Directive:
Retype the forum thread's passage from "As a sister-post" to "in joining forces?" word for word.

Selected text:
□ □ □
# Which “side(s)” may not care about winning?



## Kauboy (May 12, 2014)

*This thread is part of the "Coming Civil War" group of threads.
Please see the Primer/Premise thread --> HERE <-- for context and links to other related topics.*

As a sister-post to the other "Which "side(s)" will win? (Don't be so sure...)", this post serves to discuss the possibility of no winner, or a result where the side that outlasts the rest has no real plan.

We know the final result of an Antifa/BLM victory. They are socialistic/Marxist, and make no bones about wanting to transform the USA into the USSA. One side will kill off the other side to achieve what they consider "Utopia", and it's anyone's guess who wins that skirmish. Rest assured, it will happen, as the ones who want hippy communes are not going to agree with the more "iron curtainy" types. I'll leave them to sort out their idiocy. They can't see the end result of their respective paths. Why would I expect them to see the ignorance in joining forces?
Whatever... If either wins, the US looks nothing like it does today. New government, new economy, new bread lines, and new "family re-education camps".

"Constitutionalists" would seek to restore a government that more closely resembled the original constitution. Massive government force reduction. Massive rollback of legislation and regulation. Massive cutting of governmental powers. I can live with this result. Of the options I foresee, I'd prefer it.

But what about the others?
What about those Rogue Entities (gangs/mafia/militias/etc) that thrive on criminality. If they banded together to any degree, they would be a formidable opponent. An opponent that wouldn't want structure or order, or at least wouldn't agree on the kind to implement. They enjoy the chaos of dictatorial rule and the whimsy of no consequences. I'm not sure I could exist in such a world. Not because I simply couldn't survive it, but because I couldn't stomach it.
□ □ □
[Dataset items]
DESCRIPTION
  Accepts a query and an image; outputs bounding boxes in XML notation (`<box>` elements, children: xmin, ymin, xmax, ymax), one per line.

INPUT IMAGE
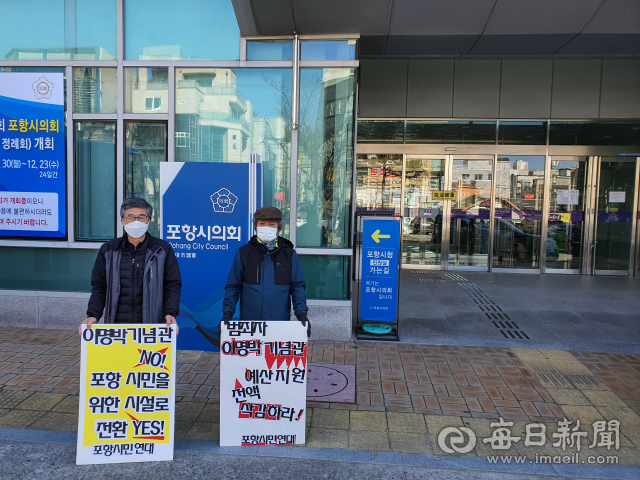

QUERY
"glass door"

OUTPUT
<box><xmin>449</xmin><ymin>155</ymin><xmax>493</xmax><ymax>270</ymax></box>
<box><xmin>493</xmin><ymin>155</ymin><xmax>553</xmax><ymax>269</ymax></box>
<box><xmin>593</xmin><ymin>157</ymin><xmax>638</xmax><ymax>275</ymax></box>
<box><xmin>402</xmin><ymin>156</ymin><xmax>446</xmax><ymax>268</ymax></box>
<box><xmin>545</xmin><ymin>157</ymin><xmax>593</xmax><ymax>273</ymax></box>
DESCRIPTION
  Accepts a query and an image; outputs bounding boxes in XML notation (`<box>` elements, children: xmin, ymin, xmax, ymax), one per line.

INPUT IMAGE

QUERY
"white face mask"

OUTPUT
<box><xmin>124</xmin><ymin>220</ymin><xmax>149</xmax><ymax>238</ymax></box>
<box><xmin>256</xmin><ymin>227</ymin><xmax>278</xmax><ymax>243</ymax></box>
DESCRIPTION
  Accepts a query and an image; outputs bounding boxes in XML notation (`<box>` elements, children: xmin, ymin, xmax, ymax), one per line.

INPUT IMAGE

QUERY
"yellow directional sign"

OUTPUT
<box><xmin>371</xmin><ymin>230</ymin><xmax>391</xmax><ymax>243</ymax></box>
<box><xmin>431</xmin><ymin>190</ymin><xmax>456</xmax><ymax>202</ymax></box>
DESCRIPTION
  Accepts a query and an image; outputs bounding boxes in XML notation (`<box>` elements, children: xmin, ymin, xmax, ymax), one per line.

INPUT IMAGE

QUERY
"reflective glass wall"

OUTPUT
<box><xmin>0</xmin><ymin>0</ymin><xmax>358</xmax><ymax>300</ymax></box>
<box><xmin>297</xmin><ymin>68</ymin><xmax>355</xmax><ymax>248</ymax></box>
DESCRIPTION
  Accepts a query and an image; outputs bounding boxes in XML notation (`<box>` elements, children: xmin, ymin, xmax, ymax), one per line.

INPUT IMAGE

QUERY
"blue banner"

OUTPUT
<box><xmin>360</xmin><ymin>219</ymin><xmax>400</xmax><ymax>322</ymax></box>
<box><xmin>160</xmin><ymin>162</ymin><xmax>253</xmax><ymax>351</ymax></box>
<box><xmin>0</xmin><ymin>72</ymin><xmax>67</xmax><ymax>238</ymax></box>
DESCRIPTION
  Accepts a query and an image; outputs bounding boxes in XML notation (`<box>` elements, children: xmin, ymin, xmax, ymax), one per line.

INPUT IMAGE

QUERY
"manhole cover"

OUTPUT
<box><xmin>307</xmin><ymin>363</ymin><xmax>356</xmax><ymax>403</ymax></box>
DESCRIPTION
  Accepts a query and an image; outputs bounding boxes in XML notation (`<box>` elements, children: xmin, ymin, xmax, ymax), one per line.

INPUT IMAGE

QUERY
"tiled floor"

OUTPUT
<box><xmin>0</xmin><ymin>328</ymin><xmax>640</xmax><ymax>421</ymax></box>
<box><xmin>0</xmin><ymin>328</ymin><xmax>640</xmax><ymax>465</ymax></box>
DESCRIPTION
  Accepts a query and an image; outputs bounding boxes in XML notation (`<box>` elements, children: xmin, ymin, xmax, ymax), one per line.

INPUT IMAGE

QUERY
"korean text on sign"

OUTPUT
<box><xmin>220</xmin><ymin>321</ymin><xmax>307</xmax><ymax>446</ymax></box>
<box><xmin>76</xmin><ymin>325</ymin><xmax>176</xmax><ymax>465</ymax></box>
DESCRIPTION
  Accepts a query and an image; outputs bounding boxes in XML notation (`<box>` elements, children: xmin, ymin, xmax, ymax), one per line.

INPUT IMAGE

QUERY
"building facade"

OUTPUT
<box><xmin>0</xmin><ymin>0</ymin><xmax>640</xmax><ymax>340</ymax></box>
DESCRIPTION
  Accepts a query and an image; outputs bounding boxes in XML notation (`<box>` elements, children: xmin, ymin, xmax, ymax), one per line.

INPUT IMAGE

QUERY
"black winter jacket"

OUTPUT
<box><xmin>87</xmin><ymin>233</ymin><xmax>182</xmax><ymax>323</ymax></box>
<box><xmin>115</xmin><ymin>235</ymin><xmax>149</xmax><ymax>323</ymax></box>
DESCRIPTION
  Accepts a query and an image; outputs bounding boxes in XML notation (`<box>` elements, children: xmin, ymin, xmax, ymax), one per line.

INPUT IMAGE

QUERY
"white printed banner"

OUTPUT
<box><xmin>76</xmin><ymin>324</ymin><xmax>176</xmax><ymax>465</ymax></box>
<box><xmin>220</xmin><ymin>320</ymin><xmax>307</xmax><ymax>446</ymax></box>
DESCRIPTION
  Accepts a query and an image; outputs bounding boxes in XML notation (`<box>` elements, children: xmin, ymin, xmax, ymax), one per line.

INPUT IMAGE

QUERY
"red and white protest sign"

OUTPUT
<box><xmin>220</xmin><ymin>320</ymin><xmax>307</xmax><ymax>447</ymax></box>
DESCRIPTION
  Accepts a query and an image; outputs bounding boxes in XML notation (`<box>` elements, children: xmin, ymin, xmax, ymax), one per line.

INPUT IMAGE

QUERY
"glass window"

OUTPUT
<box><xmin>407</xmin><ymin>120</ymin><xmax>496</xmax><ymax>144</ymax></box>
<box><xmin>175</xmin><ymin>68</ymin><xmax>292</xmax><ymax>237</ymax></box>
<box><xmin>247</xmin><ymin>40</ymin><xmax>293</xmax><ymax>60</ymax></box>
<box><xmin>549</xmin><ymin>122</ymin><xmax>640</xmax><ymax>146</ymax></box>
<box><xmin>546</xmin><ymin>157</ymin><xmax>589</xmax><ymax>270</ymax></box>
<box><xmin>498</xmin><ymin>122</ymin><xmax>547</xmax><ymax>145</ymax></box>
<box><xmin>0</xmin><ymin>67</ymin><xmax>67</xmax><ymax>109</ymax></box>
<box><xmin>75</xmin><ymin>122</ymin><xmax>116</xmax><ymax>241</ymax></box>
<box><xmin>300</xmin><ymin>40</ymin><xmax>356</xmax><ymax>60</ymax></box>
<box><xmin>0</xmin><ymin>247</ymin><xmax>98</xmax><ymax>292</ymax></box>
<box><xmin>124</xmin><ymin>67</ymin><xmax>169</xmax><ymax>113</ymax></box>
<box><xmin>73</xmin><ymin>68</ymin><xmax>118</xmax><ymax>113</ymax></box>
<box><xmin>124</xmin><ymin>0</ymin><xmax>240</xmax><ymax>60</ymax></box>
<box><xmin>402</xmin><ymin>157</ymin><xmax>445</xmax><ymax>265</ymax></box>
<box><xmin>298</xmin><ymin>255</ymin><xmax>351</xmax><ymax>300</ymax></box>
<box><xmin>297</xmin><ymin>68</ymin><xmax>354</xmax><ymax>248</ymax></box>
<box><xmin>124</xmin><ymin>122</ymin><xmax>167</xmax><ymax>237</ymax></box>
<box><xmin>448</xmin><ymin>156</ymin><xmax>493</xmax><ymax>267</ymax></box>
<box><xmin>493</xmin><ymin>155</ymin><xmax>544</xmax><ymax>268</ymax></box>
<box><xmin>0</xmin><ymin>0</ymin><xmax>117</xmax><ymax>60</ymax></box>
<box><xmin>358</xmin><ymin>120</ymin><xmax>404</xmax><ymax>143</ymax></box>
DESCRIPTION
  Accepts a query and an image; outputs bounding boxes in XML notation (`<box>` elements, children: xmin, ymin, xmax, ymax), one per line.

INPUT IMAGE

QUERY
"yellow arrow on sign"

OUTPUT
<box><xmin>371</xmin><ymin>230</ymin><xmax>391</xmax><ymax>243</ymax></box>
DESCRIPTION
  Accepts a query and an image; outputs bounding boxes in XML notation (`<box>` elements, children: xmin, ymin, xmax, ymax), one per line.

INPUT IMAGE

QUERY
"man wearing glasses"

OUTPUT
<box><xmin>79</xmin><ymin>198</ymin><xmax>182</xmax><ymax>333</ymax></box>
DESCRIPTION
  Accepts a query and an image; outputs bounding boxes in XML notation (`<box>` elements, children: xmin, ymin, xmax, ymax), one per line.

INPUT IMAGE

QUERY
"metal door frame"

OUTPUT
<box><xmin>540</xmin><ymin>155</ymin><xmax>595</xmax><ymax>275</ymax></box>
<box><xmin>400</xmin><ymin>153</ymin><xmax>452</xmax><ymax>271</ymax></box>
<box><xmin>590</xmin><ymin>156</ymin><xmax>640</xmax><ymax>276</ymax></box>
<box><xmin>442</xmin><ymin>154</ymin><xmax>498</xmax><ymax>272</ymax></box>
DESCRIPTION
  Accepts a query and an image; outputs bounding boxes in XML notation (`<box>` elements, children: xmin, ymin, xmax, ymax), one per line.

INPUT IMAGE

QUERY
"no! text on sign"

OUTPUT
<box><xmin>76</xmin><ymin>324</ymin><xmax>176</xmax><ymax>465</ymax></box>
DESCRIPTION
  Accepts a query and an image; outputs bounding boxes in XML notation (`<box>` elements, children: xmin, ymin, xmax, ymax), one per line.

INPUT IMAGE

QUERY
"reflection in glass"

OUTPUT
<box><xmin>449</xmin><ymin>159</ymin><xmax>493</xmax><ymax>267</ymax></box>
<box><xmin>124</xmin><ymin>0</ymin><xmax>240</xmax><ymax>60</ymax></box>
<box><xmin>124</xmin><ymin>67</ymin><xmax>169</xmax><ymax>113</ymax></box>
<box><xmin>300</xmin><ymin>40</ymin><xmax>356</xmax><ymax>60</ymax></box>
<box><xmin>358</xmin><ymin>120</ymin><xmax>404</xmax><ymax>143</ymax></box>
<box><xmin>0</xmin><ymin>0</ymin><xmax>117</xmax><ymax>60</ymax></box>
<box><xmin>124</xmin><ymin>122</ymin><xmax>167</xmax><ymax>237</ymax></box>
<box><xmin>407</xmin><ymin>120</ymin><xmax>496</xmax><ymax>144</ymax></box>
<box><xmin>493</xmin><ymin>155</ymin><xmax>544</xmax><ymax>268</ymax></box>
<box><xmin>498</xmin><ymin>121</ymin><xmax>547</xmax><ymax>145</ymax></box>
<box><xmin>0</xmin><ymin>246</ymin><xmax>98</xmax><ymax>292</ymax></box>
<box><xmin>247</xmin><ymin>40</ymin><xmax>293</xmax><ymax>61</ymax></box>
<box><xmin>595</xmin><ymin>157</ymin><xmax>636</xmax><ymax>272</ymax></box>
<box><xmin>175</xmin><ymin>68</ymin><xmax>292</xmax><ymax>237</ymax></box>
<box><xmin>402</xmin><ymin>158</ymin><xmax>445</xmax><ymax>265</ymax></box>
<box><xmin>74</xmin><ymin>122</ymin><xmax>119</xmax><ymax>240</ymax></box>
<box><xmin>549</xmin><ymin>122</ymin><xmax>640</xmax><ymax>145</ymax></box>
<box><xmin>297</xmin><ymin>68</ymin><xmax>354</xmax><ymax>248</ymax></box>
<box><xmin>73</xmin><ymin>67</ymin><xmax>118</xmax><ymax>113</ymax></box>
<box><xmin>298</xmin><ymin>255</ymin><xmax>351</xmax><ymax>300</ymax></box>
<box><xmin>546</xmin><ymin>157</ymin><xmax>587</xmax><ymax>270</ymax></box>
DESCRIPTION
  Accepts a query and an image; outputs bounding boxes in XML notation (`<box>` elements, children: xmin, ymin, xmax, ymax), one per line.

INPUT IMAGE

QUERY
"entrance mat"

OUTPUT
<box><xmin>307</xmin><ymin>363</ymin><xmax>356</xmax><ymax>403</ymax></box>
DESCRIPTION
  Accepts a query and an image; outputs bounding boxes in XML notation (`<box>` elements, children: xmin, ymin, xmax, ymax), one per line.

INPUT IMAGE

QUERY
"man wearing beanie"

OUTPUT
<box><xmin>221</xmin><ymin>207</ymin><xmax>311</xmax><ymax>334</ymax></box>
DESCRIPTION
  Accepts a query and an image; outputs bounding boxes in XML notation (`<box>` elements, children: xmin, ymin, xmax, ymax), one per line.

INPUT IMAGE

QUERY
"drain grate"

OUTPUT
<box><xmin>462</xmin><ymin>282</ymin><xmax>531</xmax><ymax>340</ymax></box>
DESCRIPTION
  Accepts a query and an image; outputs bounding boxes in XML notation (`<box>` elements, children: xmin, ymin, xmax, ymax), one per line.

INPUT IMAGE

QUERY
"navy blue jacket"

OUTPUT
<box><xmin>222</xmin><ymin>235</ymin><xmax>308</xmax><ymax>320</ymax></box>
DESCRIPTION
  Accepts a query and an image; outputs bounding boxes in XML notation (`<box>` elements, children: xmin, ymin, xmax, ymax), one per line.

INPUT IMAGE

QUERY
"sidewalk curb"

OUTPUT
<box><xmin>0</xmin><ymin>428</ymin><xmax>640</xmax><ymax>480</ymax></box>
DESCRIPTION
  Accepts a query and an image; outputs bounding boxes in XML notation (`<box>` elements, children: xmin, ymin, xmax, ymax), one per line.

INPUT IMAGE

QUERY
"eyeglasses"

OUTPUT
<box><xmin>123</xmin><ymin>215</ymin><xmax>149</xmax><ymax>223</ymax></box>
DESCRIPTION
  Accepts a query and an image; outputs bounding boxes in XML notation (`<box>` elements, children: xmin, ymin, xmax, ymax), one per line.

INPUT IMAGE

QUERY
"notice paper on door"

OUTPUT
<box><xmin>557</xmin><ymin>190</ymin><xmax>580</xmax><ymax>205</ymax></box>
<box><xmin>609</xmin><ymin>192</ymin><xmax>625</xmax><ymax>203</ymax></box>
□ □ □
Complete response:
As a sister-post to the other "Which "side(s)" will win? (Don't be so sure...)", this post serves to discuss the possibility of no winner, or a result where the side that outlasts the rest has no real plan.

We know the final result of an Antifa/BLM victory. They are socialistic/Marxist, and make no bones about wanting to transform the USA into the USSA. One side will kill off the other side to achieve what they consider "Utopia", and it's anyone's guess who wins that skirmish. Rest assured, it will happen, as the ones who want hippy communes are not going to agree with the more "iron curtainy" types. I'll leave them to sort out their idiocy. They can't see the end result of their respective paths. Why would I expect them to see the ignorance in joining forces?